I decided to look into the background of Kamala Harris’ purportedly Black father, professor Donald Harris. It didn’t take me long to find his written work which is very extensive and spans decades. This is not surprising since he is a Stanford University professor. Of course he writes a lot, right? What surprised me though is what Donald had to say in the writings I’ve read.
Months after Malcolm X’s assassination Donald Harris wrote a two-part series article about him that was featured in the April 4th and April 11th 1965 editions of The Gleaner, Jamaica’s most recognized newspaper. A lot of people may not know that The Gleaner is the oldest continuously published newspaper in the Western hemisphere, as it was first published in 1834. It’s older than The New York Times and Washington Post. This September The Gleaner will be 190 years old.
Although Harris’ article entitled “Malcolm X: The Man and His Mission” is written in a journalistically neutral tone (which is common among strict academic writers of all races) you can see that it is a pro-Malcolm X write-up that was written at a time when—if we’re honest—most African Americans outside of the North East wanted nothing to do with Malcolm X. Malcolm was a local phenomenon who was starting to get national attention for his eloquent defiance of the white inferiority complex masquerading as White Supremacy.
In his articles Donald Harris frames Malcolm’s assassination as the grave loss that it truly was. More importantly, he acknowledged that Malcolm’s views were expansive and possessed validity and value. In 1972 Donald wrote another thought piece entitled “The Black Ghetto As Colony: A Theoretical and Alternative Formulation” where he advances Marxist remedies for the transgressions of capitalism against the Black masses. This man is Kamala Harris’ father. I disagree with some of his written views, but the man is a Black man.

**GIVEN EXERCISE 1:** Copy the piece on Donald Harris from "Although Harris’ article" and stop after "as White Supremacy.", renaming "phenomenon" to "figure".

**PROVIDED DATA:**
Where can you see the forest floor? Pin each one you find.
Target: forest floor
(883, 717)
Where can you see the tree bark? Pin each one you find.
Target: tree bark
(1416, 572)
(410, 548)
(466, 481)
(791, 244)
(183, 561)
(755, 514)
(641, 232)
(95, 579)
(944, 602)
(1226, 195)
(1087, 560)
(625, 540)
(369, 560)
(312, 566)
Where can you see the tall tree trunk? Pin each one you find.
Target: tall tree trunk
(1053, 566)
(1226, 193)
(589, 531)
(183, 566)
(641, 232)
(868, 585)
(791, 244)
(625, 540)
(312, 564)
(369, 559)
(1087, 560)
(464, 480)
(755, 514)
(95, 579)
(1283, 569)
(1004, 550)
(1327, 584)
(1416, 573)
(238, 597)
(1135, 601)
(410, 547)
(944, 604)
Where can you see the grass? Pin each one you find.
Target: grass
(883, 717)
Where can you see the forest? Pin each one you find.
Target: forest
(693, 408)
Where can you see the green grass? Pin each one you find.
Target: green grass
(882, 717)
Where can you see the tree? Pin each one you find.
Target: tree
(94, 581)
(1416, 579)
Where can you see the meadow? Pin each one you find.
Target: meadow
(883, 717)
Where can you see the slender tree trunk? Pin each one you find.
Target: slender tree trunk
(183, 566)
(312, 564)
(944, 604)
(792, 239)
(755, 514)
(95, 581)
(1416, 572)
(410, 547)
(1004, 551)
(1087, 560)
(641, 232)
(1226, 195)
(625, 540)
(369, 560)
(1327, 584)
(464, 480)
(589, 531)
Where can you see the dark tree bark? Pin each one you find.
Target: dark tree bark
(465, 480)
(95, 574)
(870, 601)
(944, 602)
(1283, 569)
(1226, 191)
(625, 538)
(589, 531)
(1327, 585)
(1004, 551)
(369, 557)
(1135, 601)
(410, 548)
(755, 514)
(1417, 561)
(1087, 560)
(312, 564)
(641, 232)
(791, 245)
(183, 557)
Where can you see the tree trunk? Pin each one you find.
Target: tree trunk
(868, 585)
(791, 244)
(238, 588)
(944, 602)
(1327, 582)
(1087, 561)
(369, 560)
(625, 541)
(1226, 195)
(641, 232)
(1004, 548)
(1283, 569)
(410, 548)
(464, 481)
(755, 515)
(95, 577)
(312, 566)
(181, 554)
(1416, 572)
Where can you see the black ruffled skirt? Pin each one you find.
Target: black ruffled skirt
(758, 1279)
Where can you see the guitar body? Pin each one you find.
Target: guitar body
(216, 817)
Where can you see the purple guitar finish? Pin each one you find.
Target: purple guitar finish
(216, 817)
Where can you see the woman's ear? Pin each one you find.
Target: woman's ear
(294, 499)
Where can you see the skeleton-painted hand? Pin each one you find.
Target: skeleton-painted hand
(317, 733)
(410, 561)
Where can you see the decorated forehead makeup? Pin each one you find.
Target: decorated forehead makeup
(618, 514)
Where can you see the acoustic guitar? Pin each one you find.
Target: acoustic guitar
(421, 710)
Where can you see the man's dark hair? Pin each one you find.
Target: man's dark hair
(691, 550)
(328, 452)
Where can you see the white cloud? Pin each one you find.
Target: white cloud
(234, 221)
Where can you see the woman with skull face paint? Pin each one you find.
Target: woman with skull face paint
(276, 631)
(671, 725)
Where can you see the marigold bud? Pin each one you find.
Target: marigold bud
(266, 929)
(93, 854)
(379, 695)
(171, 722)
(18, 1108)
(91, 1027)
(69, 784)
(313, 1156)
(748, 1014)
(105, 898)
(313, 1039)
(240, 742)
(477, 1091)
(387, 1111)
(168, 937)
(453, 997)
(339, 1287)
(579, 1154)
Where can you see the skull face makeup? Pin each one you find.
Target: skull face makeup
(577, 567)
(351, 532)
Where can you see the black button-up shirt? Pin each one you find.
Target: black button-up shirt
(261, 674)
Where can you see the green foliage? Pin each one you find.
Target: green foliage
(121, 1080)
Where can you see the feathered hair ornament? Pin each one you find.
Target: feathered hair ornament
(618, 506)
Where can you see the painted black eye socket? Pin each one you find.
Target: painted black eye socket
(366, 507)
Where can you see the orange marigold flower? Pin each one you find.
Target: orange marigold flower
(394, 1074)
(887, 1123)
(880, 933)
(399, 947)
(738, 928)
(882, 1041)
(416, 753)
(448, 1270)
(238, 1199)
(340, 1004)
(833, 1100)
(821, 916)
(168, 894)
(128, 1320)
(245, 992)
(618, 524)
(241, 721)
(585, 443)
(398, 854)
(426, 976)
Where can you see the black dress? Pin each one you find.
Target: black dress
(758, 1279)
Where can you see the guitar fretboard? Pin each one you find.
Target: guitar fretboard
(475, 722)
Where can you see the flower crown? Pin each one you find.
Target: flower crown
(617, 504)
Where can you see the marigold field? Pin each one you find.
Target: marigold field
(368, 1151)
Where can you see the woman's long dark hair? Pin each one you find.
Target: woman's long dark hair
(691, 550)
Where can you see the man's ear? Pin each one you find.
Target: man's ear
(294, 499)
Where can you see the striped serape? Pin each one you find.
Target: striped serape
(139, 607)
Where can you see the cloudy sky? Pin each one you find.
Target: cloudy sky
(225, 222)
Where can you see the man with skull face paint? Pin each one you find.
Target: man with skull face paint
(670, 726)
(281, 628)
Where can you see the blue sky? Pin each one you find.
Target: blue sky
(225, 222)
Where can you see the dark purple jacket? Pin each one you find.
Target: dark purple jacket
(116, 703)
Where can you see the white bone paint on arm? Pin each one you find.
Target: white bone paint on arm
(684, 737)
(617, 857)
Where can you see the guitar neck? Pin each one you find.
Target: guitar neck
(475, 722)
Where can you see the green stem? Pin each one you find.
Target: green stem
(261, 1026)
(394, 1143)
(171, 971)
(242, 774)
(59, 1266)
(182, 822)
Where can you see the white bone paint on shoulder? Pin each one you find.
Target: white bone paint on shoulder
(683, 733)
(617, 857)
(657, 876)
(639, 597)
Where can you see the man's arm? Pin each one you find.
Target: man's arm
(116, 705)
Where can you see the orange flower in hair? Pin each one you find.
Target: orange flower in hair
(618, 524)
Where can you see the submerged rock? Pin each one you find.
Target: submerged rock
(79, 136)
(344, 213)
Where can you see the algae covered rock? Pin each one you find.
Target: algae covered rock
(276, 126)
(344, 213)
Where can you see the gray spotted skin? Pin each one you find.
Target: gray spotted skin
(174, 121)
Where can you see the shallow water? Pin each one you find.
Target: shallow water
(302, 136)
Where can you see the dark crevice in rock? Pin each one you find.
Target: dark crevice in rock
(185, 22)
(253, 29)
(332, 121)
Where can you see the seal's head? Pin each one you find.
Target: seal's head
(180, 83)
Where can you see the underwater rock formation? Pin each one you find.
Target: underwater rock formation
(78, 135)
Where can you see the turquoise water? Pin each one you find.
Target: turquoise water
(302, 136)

**GIVEN EXERCISE 2:** Identify every line of the records that contains the string "turquoise", matching case, and copy each of those lines.

**REPLY 1:**
Although Harris’ article entitled “Malcolm X: The Man and His Mission” is written in a journalistically neutral tone (which is common among strict academic writers of all races) you can see that it is a pro-Malcolm X write-up that was written at a time when—if we’re honest—most African Americans outside of the North East wanted nothing to do with Malcolm X. Malcolm was a local figure who was starting to get national attention for his eloquent defiance of the white inferiority complex masquerading as White Supremacy.

**REPLY 2:**
Where can you see the turquoise water? Pin each one you find.
Target: turquoise water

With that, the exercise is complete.